Set problem 1: In the listing, starting at the line containing "Point out wooden footbridge in the photo." and ending at the line containing "[452,112,479,211]", swap "sunglasses" for "eyeglasses" and rewrite those lines with nothing else changed.

Given text:
# APIs, Big Data, and Databases

**Why learn to work with APIs?**

Data is everywhere. As a data analyst, knowing how to go and get it is quite a useful skill in your toolbelt. Why? Because it allows you to augment your internal data with external data, delivering new insights through techniques like correlation analysis to help you better understand potential trend drivers. 

Say, for example, you are a cafe owner. Predictability is your best friend. You have an idea as to the drivers of demand for your products; weather, public holidays, local events and marketing promotions all play a role. But it'd be great to have greater certaintity around when you're going to sell more or less of each product. 

One potentially significant determinant of cafe product demand is weather. Beneath is a tutorial that shows us how we can access weather data for a specified longitude and latitude (I have elected Melbourne), via the Open Weather API: https://openweathermap.org/api. I show us how to access the API (read) and store the data (write) into a few different databases, as described below.

### Databases we cover

When we access data via APIs it typically returns a JSON object. We then need to make a decision; do we store the data as a JSON object or do we transform the JSON object into a structured form.

#### Storing in JSON form (semi-structured)

Dataset items:
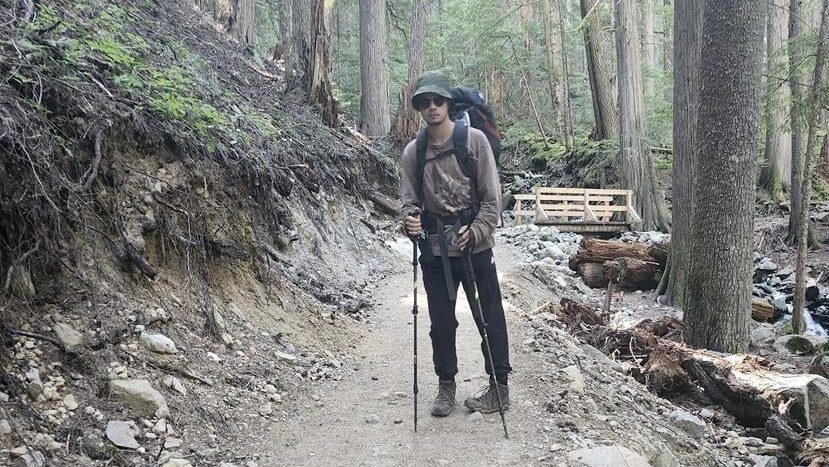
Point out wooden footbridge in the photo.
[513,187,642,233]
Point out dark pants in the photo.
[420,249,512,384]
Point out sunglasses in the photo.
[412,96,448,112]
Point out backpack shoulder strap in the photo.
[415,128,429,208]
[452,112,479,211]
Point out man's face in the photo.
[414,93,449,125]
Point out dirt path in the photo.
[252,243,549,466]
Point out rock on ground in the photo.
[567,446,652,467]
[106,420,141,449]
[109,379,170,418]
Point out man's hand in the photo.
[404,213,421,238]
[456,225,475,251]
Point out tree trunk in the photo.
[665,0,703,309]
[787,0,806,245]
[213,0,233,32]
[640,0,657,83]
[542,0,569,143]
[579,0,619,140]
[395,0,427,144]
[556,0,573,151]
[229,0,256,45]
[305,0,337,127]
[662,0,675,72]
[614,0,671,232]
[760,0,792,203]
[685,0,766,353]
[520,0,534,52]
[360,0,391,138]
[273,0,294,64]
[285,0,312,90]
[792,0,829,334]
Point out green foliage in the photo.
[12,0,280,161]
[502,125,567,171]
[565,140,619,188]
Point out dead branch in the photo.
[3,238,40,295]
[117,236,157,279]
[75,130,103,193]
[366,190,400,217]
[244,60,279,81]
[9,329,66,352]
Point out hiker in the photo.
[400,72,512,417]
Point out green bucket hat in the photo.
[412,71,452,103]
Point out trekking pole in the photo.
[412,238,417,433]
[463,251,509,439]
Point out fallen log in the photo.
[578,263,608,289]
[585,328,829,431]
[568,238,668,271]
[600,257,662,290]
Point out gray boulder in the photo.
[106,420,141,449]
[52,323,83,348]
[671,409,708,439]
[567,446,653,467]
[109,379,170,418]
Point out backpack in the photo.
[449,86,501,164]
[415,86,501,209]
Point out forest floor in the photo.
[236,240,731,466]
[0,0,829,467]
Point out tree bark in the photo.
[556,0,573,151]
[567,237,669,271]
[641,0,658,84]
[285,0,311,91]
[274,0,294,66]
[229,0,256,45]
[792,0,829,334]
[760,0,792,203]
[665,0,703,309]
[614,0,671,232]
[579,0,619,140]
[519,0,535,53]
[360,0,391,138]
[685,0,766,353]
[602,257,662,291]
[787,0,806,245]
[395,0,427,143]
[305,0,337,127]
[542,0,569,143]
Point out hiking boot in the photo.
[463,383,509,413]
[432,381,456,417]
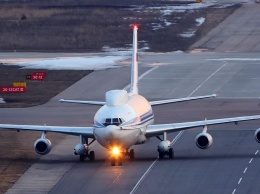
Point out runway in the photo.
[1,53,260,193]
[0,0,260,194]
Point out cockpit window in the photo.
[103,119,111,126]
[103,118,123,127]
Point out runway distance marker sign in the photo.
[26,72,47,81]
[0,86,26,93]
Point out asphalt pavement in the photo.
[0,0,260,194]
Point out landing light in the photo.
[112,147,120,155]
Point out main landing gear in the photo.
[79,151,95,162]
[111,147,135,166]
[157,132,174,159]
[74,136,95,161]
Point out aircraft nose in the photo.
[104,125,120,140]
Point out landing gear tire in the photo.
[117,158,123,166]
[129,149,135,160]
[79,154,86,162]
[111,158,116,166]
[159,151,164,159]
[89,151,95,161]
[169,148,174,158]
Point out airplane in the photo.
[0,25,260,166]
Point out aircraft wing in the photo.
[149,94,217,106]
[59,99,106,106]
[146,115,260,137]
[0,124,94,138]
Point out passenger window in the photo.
* * *
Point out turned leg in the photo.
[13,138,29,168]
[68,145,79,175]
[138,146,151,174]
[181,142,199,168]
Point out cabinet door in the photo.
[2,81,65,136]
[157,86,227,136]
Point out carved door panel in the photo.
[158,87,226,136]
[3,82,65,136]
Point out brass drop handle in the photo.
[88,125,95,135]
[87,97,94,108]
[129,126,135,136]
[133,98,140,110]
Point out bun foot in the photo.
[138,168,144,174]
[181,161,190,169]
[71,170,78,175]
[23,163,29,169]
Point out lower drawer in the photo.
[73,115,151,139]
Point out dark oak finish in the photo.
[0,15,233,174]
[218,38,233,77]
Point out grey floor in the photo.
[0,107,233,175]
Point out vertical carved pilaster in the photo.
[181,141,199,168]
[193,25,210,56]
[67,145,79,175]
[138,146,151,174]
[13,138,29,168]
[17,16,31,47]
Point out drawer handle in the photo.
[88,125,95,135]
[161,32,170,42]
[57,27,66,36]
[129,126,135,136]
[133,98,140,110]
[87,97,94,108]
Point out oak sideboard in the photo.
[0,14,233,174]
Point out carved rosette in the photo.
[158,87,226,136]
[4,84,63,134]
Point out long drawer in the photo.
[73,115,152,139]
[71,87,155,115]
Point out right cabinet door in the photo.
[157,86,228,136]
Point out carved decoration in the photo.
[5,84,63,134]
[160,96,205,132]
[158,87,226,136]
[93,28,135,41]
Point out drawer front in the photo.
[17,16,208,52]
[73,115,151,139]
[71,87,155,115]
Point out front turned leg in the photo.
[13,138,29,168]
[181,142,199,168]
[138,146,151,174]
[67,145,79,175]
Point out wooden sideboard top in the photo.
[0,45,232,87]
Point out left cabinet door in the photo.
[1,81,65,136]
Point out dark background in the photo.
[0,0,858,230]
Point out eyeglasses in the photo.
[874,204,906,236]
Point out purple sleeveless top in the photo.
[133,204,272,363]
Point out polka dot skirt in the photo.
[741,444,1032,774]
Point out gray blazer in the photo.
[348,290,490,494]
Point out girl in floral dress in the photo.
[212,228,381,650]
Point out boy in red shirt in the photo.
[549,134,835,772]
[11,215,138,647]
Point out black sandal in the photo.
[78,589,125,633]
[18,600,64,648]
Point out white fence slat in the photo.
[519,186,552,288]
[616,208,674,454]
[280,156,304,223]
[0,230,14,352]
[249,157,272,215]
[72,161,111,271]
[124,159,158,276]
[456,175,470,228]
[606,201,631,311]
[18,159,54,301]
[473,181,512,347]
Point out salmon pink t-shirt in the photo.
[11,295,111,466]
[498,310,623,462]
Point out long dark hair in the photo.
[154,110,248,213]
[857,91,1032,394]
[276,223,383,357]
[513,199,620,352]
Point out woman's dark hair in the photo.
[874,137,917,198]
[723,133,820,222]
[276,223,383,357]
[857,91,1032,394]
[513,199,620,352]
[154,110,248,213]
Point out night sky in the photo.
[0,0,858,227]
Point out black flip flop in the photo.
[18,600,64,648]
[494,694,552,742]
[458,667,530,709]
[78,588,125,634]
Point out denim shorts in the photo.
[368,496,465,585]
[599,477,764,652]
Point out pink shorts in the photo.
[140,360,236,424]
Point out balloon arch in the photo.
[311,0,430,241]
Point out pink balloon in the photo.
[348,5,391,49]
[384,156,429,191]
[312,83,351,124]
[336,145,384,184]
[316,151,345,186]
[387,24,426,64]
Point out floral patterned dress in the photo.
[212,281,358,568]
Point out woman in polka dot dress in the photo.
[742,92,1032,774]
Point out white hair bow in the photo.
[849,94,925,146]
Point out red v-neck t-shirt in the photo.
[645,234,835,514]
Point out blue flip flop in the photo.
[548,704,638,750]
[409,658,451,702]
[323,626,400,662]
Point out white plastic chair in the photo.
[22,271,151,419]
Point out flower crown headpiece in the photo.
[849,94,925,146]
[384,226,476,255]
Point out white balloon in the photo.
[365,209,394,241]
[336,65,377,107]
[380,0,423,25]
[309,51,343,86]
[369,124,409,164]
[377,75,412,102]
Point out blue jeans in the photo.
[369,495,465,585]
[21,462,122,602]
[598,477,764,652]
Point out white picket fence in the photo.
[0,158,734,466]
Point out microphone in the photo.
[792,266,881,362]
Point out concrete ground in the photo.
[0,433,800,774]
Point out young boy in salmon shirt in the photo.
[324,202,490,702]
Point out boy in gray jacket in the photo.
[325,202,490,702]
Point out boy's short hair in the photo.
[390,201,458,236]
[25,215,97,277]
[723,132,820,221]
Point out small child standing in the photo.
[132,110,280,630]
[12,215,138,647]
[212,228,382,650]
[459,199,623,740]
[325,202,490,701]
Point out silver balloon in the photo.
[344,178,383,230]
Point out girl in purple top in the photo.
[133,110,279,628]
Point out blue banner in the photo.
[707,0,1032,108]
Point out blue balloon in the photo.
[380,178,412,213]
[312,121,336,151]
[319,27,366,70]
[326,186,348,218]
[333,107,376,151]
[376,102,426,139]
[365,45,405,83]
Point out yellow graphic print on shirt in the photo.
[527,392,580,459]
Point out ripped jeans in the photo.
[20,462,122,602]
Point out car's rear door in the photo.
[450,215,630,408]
* * *
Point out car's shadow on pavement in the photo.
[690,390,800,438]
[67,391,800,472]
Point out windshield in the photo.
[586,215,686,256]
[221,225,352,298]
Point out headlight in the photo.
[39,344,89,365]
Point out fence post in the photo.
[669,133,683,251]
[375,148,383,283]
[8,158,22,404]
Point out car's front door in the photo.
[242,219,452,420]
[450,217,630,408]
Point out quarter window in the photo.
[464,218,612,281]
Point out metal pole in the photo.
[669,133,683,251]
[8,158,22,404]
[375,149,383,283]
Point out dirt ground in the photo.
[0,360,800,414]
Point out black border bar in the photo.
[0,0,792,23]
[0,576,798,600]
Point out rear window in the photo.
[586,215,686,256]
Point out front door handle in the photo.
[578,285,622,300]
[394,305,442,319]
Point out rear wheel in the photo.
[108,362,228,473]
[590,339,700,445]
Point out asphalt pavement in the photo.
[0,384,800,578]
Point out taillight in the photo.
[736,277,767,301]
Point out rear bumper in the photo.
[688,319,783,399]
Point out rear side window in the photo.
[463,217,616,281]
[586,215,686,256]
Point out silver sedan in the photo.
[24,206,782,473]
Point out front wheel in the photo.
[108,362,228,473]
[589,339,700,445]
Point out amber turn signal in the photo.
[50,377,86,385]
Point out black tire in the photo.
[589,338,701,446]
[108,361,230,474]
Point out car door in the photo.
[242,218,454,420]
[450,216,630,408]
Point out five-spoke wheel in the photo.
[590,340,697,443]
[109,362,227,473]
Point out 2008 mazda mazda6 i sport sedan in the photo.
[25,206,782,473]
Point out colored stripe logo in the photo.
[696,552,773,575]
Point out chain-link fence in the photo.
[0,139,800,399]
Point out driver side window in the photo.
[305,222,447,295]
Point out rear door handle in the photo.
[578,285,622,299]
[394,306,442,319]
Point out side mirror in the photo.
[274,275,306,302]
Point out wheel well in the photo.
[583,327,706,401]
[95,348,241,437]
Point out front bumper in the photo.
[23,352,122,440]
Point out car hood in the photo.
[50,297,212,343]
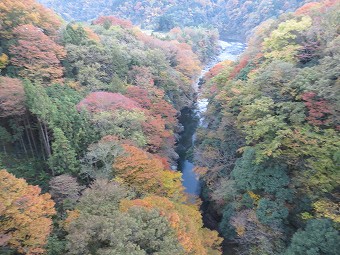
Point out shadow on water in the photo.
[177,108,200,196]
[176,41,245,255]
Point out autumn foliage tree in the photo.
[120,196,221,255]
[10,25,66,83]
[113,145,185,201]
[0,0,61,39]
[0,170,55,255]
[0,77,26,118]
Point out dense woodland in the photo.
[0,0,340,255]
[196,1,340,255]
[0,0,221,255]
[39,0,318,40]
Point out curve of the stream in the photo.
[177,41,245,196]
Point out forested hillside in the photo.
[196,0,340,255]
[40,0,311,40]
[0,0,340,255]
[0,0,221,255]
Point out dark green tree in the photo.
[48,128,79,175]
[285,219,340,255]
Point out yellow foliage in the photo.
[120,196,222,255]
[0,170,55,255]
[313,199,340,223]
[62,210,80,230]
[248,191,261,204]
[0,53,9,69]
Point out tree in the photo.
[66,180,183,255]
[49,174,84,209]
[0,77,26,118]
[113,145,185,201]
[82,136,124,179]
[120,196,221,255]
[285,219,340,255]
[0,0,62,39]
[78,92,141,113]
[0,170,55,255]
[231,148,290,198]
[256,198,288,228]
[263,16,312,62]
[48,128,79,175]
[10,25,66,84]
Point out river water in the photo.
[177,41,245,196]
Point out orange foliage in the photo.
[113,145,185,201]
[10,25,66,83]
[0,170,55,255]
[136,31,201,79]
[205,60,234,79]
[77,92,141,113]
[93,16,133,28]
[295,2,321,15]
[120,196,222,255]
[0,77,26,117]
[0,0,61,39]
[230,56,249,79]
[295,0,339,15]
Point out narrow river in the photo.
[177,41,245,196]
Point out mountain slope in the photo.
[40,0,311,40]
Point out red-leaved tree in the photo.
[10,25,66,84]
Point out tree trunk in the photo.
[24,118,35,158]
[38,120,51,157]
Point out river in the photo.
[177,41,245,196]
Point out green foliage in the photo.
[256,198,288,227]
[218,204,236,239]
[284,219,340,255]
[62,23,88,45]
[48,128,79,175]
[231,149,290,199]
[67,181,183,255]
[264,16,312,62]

Set problem 2: Reproduce the passage of the API tutorial word for word, starting at "One potentially significant" and ending at "JSON form (semi-structured)".

Complete output 1:
Point out wooden footbridge in the photo.
[513,187,642,233]
Point out dark pants in the photo.
[420,249,512,384]
Point out eyeglasses in the photo.
[412,96,448,112]
Point out backpack shoulder strap in the photo.
[415,128,429,208]
[452,112,479,211]

Complete output 2:
One potentially significant determinant of cafe product demand is weather. Beneath is a tutorial that shows us how we can access weather data for a specified longitude and latitude (I have elected Melbourne), via the Open Weather API: https://openweathermap.org/api. I show us how to access the API (read) and store the data (write) into a few different databases, as described below.

### Databases we cover

When we access data via APIs it typically returns a JSON object. We then need to make a decision; do we store the data as a JSON object or do we transform the JSON object into a structured form.

#### Storing in JSON form (semi-structured)